* _THE PROBLEM_
Below, filter the items and copy out each line that contains the string "human".
********
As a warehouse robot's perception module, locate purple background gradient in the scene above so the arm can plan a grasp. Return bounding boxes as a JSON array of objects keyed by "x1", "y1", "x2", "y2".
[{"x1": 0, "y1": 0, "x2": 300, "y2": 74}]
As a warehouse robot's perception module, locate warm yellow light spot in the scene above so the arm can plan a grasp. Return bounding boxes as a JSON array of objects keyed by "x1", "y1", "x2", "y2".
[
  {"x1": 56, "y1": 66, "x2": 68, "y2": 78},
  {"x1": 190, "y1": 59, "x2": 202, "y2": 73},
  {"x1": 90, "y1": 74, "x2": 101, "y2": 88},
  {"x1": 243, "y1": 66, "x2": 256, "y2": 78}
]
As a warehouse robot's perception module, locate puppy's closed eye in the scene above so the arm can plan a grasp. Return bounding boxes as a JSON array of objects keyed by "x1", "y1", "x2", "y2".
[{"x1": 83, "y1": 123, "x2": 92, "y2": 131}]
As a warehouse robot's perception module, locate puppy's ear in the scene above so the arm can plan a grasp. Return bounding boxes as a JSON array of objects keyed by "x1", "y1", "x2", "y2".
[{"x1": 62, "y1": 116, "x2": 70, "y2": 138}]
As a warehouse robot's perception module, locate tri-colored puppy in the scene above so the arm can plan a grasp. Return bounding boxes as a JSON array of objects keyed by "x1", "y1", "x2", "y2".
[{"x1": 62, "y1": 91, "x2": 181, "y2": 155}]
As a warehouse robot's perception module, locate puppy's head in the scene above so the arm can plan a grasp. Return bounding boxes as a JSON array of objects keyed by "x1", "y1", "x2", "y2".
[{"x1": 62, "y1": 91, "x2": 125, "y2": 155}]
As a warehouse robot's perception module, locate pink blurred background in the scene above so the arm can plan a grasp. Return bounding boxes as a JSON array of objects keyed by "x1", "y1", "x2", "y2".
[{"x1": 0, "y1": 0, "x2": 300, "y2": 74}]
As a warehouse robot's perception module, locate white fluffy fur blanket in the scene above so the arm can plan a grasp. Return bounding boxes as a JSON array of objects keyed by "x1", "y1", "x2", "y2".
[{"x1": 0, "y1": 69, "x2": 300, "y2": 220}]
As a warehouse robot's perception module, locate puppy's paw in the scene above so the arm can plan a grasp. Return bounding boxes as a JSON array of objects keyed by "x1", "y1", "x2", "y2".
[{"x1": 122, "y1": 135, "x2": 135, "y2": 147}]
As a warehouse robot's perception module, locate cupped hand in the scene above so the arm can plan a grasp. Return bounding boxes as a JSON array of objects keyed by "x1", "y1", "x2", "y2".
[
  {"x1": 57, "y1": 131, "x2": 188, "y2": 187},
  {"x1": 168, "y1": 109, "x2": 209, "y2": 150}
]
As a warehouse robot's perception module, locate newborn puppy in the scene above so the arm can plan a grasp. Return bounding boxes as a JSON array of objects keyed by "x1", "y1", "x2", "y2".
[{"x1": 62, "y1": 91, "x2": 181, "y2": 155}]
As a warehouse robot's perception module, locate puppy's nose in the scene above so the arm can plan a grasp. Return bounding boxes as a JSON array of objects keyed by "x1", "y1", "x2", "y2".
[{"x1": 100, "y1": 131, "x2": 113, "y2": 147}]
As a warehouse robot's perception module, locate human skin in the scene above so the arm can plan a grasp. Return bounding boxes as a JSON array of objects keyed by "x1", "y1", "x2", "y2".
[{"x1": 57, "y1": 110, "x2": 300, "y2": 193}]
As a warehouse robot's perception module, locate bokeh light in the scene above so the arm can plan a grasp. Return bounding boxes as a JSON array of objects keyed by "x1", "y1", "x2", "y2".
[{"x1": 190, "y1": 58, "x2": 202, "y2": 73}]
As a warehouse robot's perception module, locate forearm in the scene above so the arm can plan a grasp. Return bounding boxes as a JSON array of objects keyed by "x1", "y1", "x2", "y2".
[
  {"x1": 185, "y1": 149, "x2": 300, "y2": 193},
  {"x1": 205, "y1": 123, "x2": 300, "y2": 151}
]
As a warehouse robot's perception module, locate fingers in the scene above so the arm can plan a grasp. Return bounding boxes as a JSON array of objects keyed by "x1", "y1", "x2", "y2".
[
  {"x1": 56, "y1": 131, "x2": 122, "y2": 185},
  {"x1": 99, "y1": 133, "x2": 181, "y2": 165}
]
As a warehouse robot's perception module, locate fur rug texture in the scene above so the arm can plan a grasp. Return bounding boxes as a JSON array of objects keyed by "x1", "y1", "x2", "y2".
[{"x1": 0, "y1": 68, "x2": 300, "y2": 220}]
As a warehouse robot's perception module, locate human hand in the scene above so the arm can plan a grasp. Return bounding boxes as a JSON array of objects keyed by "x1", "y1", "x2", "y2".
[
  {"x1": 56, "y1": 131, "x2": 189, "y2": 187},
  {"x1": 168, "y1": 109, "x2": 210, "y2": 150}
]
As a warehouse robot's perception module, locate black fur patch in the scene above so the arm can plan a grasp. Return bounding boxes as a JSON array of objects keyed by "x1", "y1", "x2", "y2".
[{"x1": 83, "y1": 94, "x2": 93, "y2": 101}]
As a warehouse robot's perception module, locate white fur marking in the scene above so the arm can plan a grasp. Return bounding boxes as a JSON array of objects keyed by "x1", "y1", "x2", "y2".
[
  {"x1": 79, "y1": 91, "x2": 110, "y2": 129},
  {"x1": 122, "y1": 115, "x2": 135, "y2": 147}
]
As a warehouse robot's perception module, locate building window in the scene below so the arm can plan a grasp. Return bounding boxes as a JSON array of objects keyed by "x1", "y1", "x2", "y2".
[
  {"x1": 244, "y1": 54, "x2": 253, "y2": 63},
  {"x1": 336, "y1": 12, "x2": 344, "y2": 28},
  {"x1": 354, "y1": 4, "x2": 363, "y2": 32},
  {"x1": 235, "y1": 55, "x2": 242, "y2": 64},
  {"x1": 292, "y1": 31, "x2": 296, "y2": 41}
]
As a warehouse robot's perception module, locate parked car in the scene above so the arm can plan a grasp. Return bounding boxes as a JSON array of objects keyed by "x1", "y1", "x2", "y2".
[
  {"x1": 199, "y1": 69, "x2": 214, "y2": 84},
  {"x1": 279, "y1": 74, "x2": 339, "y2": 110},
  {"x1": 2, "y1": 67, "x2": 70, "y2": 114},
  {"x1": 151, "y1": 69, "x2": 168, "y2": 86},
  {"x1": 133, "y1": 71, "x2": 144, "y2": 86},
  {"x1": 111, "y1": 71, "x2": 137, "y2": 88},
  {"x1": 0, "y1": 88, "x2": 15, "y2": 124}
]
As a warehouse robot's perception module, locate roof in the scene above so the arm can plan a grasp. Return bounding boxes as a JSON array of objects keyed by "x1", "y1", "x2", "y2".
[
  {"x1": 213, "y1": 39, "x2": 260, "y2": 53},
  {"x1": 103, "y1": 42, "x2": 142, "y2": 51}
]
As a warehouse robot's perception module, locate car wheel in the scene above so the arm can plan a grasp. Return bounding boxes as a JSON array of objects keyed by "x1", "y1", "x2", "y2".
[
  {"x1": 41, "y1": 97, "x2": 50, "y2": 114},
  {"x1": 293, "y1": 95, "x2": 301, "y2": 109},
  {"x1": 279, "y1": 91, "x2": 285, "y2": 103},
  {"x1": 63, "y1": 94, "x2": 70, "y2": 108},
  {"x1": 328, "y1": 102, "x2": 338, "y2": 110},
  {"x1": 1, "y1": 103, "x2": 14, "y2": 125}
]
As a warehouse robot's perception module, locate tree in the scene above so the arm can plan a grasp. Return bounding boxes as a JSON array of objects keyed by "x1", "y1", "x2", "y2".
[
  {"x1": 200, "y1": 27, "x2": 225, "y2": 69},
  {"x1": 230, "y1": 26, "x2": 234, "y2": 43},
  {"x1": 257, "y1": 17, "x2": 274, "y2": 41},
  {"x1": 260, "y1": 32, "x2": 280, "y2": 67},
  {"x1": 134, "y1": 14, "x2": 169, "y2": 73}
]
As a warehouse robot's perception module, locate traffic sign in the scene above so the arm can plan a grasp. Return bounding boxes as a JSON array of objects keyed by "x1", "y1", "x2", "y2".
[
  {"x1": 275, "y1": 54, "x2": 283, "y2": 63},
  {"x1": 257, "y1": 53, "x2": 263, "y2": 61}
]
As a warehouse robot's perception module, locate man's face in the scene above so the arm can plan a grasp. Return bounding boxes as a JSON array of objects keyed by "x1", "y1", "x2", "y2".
********
* _PROBLEM SOLUTION_
As a warehouse robot's perception module, locate human skin in the scene above so the arm can plan a grasp. Return bounding boxes as a JSON array of objects keyed by "x1", "y1", "x2", "y2".
As a warehouse robot's perception module, locate human hand in the scene above so the arm can plan a grasp. Return bounding boxes as a JSON array of objects keyed by "x1", "y1", "x2", "y2".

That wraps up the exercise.